PROBLEMS TO WORK ON:
1. In the sentence-selection passage, how many sentences did the raters score on the 7-point dominance scale?
2. Write out the sentence-selection passage from "Table 1 Comparison" to "rated as submissive.".
# START OF PAGE TEXT
Table 1 Comparison of mean babyfaceness and attractiveness ratings of faces classified as babyfaced or mature-faced split by age–gender group

Sentences

Sixty-four unique sentences (15 drawn from an often-cited database used for impression formation experiments [Uleman, 1988] and 49 sentences created in the lab), distributed equally among positive and negative valences, were selected for the final data set. Eight young adults and 8 of 13 older adults, who also rated the faces but did not complete the memory experiments, rated 140 sentences on a 7-point scale (extremely submissive [1]–extremely dominant [7]). We selected sentences for the final data set that were rated at the most extreme ends of the scale, with 32 rated as dominant and 32 rated as submissive.

We ran a 2 × 2 ANOVA using dominance (dominant, submissive) and valence (positive, negative) as factors to assess differences in the ratings of the final 64 sentences. Sentences selected for the dominance set (M = 5.93, SD = 0.27) were rated as more dominant than sentences selected for the submissive set (M = 2.72, SD = 0.33), F(1, 60) = 1,905.40, p < .001, η 2p = .97. Dominance ratings did not differ for positive (M = 4.34, SD = 1.72) and negative (M = 4.31, SD = 1.59) sentences, F(1, 60) = 0.12, p = .73. Although there was a significant interaction between dominance and valence, F(1, 60) = 4.19, p = .05, η 2p = .07, negative dominant behaviors (M = 5.99, SD = 0.17) and positive dominant behaviors (M = 5.87, SD = 0.34) did not differ significantly in rated dominance, t(30) = 1.32, p = .19, and neither did negative submissive behaviors (M = 2.63, SD = 0.29) and positive submissive behaviors (M = 2.81, SD = 0.35), t(30) = 1.56, p = .13.
# END OF PAGE TEXT
# START OF INFORMATION SHOWN
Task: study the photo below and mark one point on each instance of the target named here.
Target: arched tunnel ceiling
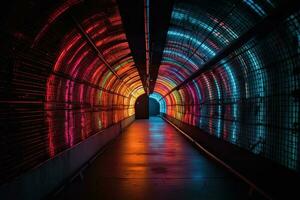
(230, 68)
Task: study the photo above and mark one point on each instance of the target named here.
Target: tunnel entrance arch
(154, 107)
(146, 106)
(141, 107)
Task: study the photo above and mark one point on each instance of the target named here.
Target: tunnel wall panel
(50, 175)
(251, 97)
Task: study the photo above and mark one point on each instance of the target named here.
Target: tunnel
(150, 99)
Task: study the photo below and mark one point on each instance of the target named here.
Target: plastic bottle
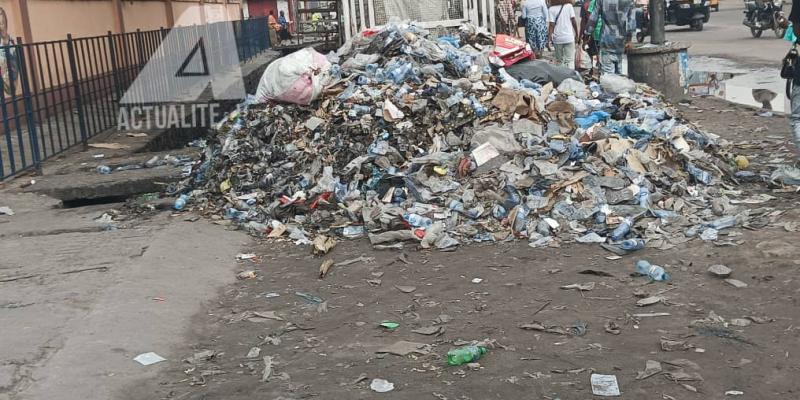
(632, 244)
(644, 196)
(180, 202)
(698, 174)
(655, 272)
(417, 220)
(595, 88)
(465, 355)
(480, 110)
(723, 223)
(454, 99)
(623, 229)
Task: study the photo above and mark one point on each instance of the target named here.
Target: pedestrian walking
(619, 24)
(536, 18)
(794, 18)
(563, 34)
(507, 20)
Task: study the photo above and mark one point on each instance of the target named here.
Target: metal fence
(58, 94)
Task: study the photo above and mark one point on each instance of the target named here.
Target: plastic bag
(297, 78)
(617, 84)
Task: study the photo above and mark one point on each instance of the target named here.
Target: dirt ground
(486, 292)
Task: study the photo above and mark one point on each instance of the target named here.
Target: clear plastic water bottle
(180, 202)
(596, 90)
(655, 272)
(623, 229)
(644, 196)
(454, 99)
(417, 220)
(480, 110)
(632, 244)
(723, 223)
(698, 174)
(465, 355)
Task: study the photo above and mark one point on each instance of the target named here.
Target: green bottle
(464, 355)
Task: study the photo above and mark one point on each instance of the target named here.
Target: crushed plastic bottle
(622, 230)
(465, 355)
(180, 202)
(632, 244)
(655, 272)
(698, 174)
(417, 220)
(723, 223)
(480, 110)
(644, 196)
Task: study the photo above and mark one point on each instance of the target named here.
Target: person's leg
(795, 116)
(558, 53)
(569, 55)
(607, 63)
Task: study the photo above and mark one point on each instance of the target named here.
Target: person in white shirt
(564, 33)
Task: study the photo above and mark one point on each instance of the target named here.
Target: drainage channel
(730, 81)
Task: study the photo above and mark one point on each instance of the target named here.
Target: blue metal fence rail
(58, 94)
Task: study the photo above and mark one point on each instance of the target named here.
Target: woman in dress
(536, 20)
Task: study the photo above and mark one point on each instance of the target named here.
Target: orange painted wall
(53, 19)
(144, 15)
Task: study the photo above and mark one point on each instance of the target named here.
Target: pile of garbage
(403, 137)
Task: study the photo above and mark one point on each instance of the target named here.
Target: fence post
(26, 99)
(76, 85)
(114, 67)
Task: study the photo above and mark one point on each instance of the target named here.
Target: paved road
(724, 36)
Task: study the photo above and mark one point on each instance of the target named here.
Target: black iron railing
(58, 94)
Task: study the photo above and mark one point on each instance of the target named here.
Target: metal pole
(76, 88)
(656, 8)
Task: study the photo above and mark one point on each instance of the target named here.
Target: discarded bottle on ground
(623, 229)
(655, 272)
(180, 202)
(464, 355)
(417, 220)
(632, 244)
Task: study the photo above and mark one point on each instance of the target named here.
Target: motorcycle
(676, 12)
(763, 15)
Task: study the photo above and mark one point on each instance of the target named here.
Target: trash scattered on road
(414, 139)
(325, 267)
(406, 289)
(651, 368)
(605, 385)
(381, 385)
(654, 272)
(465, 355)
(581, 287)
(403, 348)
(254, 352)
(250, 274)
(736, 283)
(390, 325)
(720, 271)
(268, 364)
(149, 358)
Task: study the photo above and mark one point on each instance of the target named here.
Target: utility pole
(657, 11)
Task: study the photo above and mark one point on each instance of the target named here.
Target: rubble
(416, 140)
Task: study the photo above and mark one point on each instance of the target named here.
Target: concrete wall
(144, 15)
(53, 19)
# END OF INFORMATION SHOWN
ANSWERS BY TASK:
1. 140 sentences.

2.
Table 1 Comparison of mean babyfaceness and attractiveness ratings of faces classified as babyfaced or mature-faced split by age–gender group

Sentences

Sixty-four unique sentences (15 drawn from an often-cited database used for impression formation experiments [Uleman, 1988] and 49 sentences created in the lab), distributed equally among positive and negative valences, were selected for the final data set. Eight young adults and 8 of 13 older adults, who also rated the faces but did not complete the memory experiments, rated 140 sentences on a 7-point scale (extremely submissive [1]–extremely dominant [7]). We selected sentences for the final data set that were rated at the most extreme ends of the scale, with 32 rated as dominant and 32 rated as submissive.